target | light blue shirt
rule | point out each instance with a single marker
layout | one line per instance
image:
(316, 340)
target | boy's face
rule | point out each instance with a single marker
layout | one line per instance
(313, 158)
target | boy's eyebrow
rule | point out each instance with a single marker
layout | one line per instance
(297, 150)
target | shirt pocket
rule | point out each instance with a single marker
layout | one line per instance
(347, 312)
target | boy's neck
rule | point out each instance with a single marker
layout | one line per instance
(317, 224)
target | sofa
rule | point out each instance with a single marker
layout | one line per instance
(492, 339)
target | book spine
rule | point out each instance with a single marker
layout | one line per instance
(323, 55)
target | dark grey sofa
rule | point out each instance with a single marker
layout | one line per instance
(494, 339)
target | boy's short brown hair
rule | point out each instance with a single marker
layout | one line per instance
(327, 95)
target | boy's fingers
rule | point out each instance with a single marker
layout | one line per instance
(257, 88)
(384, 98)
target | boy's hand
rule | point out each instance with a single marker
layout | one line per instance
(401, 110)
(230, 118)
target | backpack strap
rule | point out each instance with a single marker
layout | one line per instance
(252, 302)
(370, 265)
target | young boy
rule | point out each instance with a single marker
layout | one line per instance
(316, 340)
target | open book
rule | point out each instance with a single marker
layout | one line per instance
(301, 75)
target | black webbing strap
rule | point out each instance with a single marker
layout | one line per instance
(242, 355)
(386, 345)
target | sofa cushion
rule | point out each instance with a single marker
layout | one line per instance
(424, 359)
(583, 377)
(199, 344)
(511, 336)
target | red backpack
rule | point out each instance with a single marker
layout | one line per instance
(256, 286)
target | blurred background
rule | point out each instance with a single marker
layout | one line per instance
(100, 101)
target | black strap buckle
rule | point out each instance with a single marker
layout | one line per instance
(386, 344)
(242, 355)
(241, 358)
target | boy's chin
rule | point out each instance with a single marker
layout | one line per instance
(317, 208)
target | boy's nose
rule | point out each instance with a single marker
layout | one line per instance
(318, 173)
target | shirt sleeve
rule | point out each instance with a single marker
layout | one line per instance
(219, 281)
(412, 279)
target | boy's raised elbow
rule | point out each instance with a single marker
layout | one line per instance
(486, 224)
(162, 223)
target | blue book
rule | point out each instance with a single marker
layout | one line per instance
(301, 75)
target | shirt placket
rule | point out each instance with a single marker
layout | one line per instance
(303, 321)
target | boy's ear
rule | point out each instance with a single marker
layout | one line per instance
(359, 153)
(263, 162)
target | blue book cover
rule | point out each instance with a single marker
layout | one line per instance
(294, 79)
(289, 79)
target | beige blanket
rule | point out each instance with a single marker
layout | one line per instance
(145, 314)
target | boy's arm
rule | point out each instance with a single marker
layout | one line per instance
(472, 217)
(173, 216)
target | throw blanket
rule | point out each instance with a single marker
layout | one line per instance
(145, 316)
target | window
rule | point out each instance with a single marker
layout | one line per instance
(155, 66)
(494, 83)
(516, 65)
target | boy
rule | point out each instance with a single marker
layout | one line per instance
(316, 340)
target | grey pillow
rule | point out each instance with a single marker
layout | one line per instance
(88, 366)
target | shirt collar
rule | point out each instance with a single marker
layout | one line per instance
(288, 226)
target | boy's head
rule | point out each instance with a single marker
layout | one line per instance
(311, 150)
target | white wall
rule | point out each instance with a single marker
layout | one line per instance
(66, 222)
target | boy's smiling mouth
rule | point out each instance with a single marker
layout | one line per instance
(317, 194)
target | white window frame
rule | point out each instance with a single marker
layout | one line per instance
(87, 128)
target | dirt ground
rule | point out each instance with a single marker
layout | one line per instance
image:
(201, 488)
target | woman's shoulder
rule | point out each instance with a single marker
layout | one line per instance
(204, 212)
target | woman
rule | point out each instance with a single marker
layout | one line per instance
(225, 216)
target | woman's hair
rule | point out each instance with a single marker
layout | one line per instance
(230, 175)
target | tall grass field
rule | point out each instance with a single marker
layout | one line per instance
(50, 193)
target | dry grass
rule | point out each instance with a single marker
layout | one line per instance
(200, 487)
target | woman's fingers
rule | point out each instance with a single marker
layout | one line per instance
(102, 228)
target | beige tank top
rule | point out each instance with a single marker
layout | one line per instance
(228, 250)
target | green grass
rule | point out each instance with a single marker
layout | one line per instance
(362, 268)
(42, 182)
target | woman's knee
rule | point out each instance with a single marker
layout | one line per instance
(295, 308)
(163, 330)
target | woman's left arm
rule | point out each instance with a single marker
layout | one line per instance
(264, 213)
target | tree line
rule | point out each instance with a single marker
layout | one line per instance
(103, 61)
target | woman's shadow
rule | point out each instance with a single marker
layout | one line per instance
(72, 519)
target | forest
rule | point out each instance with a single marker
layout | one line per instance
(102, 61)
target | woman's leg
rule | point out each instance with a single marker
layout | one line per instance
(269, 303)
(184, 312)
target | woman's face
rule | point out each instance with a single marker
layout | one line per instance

> Work to complete: Please set down all the data word for word.

> Expected output:
target | light blue shirt
rule | point out each instance with a single marker
layout | one line per instance
image:
(316, 340)
target | boy's face
rule | point out each instance with a single marker
layout | one line per instance
(313, 158)
target | boy's eyebrow
rule | point out each instance with a single marker
layout | one line per instance
(297, 150)
target | shirt pocket
rule | point out each instance with a single marker
layout | one line per instance
(347, 312)
target | boy's neck
rule | point out each instance with a single marker
layout | one line per instance
(317, 224)
target | sofa
rule | point out each instance with a single marker
layout | one line per instance
(492, 339)
target | book spine
rule | point out each instance with a single marker
layout | one line per instance
(323, 55)
target | dark grey sofa
rule | point out each instance with a single marker
layout | one line per instance
(494, 339)
target | boy's short brown hair
rule | point out each instance with a single marker
layout | one line per instance
(327, 95)
target | boy's fingers
rule | point out each instance with a single marker
layout | one line per instance
(257, 88)
(384, 98)
target | boy's hand
rule | point out each instance with a single marker
layout | one line per instance
(401, 110)
(230, 118)
target | backpack strap
rule | point out each instance with a single marker
layout | one line per instance
(252, 302)
(370, 265)
target | young boy
rule | point out each instance with a single marker
layout | one line per instance
(316, 340)
target | open book
rule | point out each instance with a single marker
layout | one line per instance
(301, 75)
target | black webbing strap
rule | point out each instance with a single marker
layout | one line per instance
(242, 355)
(386, 345)
target | sofa cushion
rule | point out each instance with a single marker
layout | one line per instance
(424, 359)
(583, 377)
(199, 344)
(511, 336)
target | red backpack
rule | point out each instance with a single marker
layout | one line per instance
(256, 286)
target | blurred background
rule | point out each instance with a single marker
layout | one line per instance
(100, 101)
target | black strap buckle
rule | point out each instance with a single marker
layout | one line per instance
(386, 344)
(242, 355)
(241, 358)
target | boy's chin
rule | point out each instance with a single marker
layout | one line per instance
(317, 208)
target | boy's nose
rule | point out each instance with a single marker
layout | one line per instance
(318, 173)
target | shirt sleeve
rule | point out each instance with a single marker
layout | one line per instance
(219, 281)
(412, 279)
target | boy's raised elbow
rule | point out each instance with a single marker
layout | one line per instance
(486, 224)
(162, 223)
target | blue book
rule | point out each instance with a single marker
layout | one line per instance
(301, 75)
target | shirt placket
rule | point out each instance with a single marker
layout | one line per instance
(303, 321)
target | boy's ear
rule | point out each instance with a single marker
layout | one line per instance
(359, 153)
(263, 162)
target | blue book cover
rule | point out each instance with a single marker
layout | one line per instance
(294, 79)
(289, 79)
target | beige blanket
rule | point out each instance with a single marker
layout | one line per instance
(145, 314)
target | boy's arm
rule | point out each instance with a single marker
layout | one line per instance
(472, 217)
(173, 216)
target | throw blanket
rule | point out each instance with a single marker
layout | one line per instance
(145, 316)
target | window
rule | point out each instance with a single marker
layout | one line per instance
(155, 66)
(494, 83)
(516, 65)
target | boy
rule | point out each instance with a single marker
layout | one line per instance
(316, 340)
target | grey pillow
rule | point out each instance with a single marker
layout | one line per instance
(88, 366)
target | shirt collar
rule | point out each instance with a single marker
layout | one line per instance
(288, 226)
target | boy's head
rule | point out each instance with a single marker
layout | one line per instance
(311, 150)
target | white wall
rule | point out each instance with a single marker
layout | one line per instance
(66, 222)
target | boy's smiling mouth
rule | point out each instance with a single marker
layout | one line per instance
(317, 194)
target | white window frame
rule | point out each instance with a single marker
layout | one line per instance
(87, 128)
target | dirt ground
rule | point out each instance with a single marker
layout | one line per instance
image:
(201, 488)
target | woman's shoulder
rule | point out each instance with a single marker
layout | one line per instance
(204, 212)
target | woman
rule | point out each instance with a single marker
layout | one line per instance
(225, 216)
target | woman's hair
rule | point out each instance with a single marker
layout | one line per instance
(230, 175)
target | tall grass field
rule | point out each instance with a single marker
layout | one line per instance
(50, 193)
target | dry grass
rule | point out each instance with a single marker
layout | one line per instance
(200, 487)
target | woman's fingers
rule | point out each instance with a single marker
layout | one line per instance
(102, 228)
target | beige tank top
rule | point out each instance with a single marker
layout | one line per instance
(228, 250)
target | green grass
rule | point out each instance with a single marker
layout | one line per instance
(362, 268)
(42, 182)
target | woman's knee
rule | point out each instance with a single marker
layout | one line per instance
(295, 308)
(163, 330)
target | woman's left arm
rule | point out each instance with a single marker
layout | one line per instance
(264, 213)
target | tree line
rule | point out each instance with a single marker
layout | one line per instance
(103, 61)
target | woman's shadow
rule | point out each instance with a single marker
layout | one line per instance
(72, 519)
target | forest
rule | point out each instance with a single marker
layout | one line per instance
(102, 61)
target | woman's leg
rule | point out each instance with a single marker
layout | one line per instance
(269, 303)
(184, 312)
target | woman's face
rule | point out each instance with a single marker
layout | one line per instance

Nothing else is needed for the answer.